▸ **Objective**
Convert every line of the listing below into a numbered list, skipping any blank lines.

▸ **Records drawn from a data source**
====================

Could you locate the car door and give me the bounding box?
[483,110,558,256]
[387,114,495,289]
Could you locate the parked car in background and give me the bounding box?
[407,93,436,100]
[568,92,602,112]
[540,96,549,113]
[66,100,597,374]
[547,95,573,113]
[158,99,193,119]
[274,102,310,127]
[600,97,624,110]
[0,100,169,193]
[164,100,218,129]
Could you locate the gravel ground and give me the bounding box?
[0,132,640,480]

====================

▸ **Reply**
1. Could you locate the car door and give me the bounding box?
2. [483,110,558,256]
3. [387,114,495,289]
4. Could you locate the parked car in background and give me the bounding box?
5. [407,93,436,100]
6. [568,92,602,112]
7. [540,96,549,113]
8. [66,100,597,374]
9. [547,95,573,113]
10. [158,99,193,119]
11. [274,102,310,127]
12. [600,97,624,110]
13. [0,100,169,193]
14. [164,100,218,129]
15. Could you locate the gravel ground and give me the bounding box?
16. [0,132,640,480]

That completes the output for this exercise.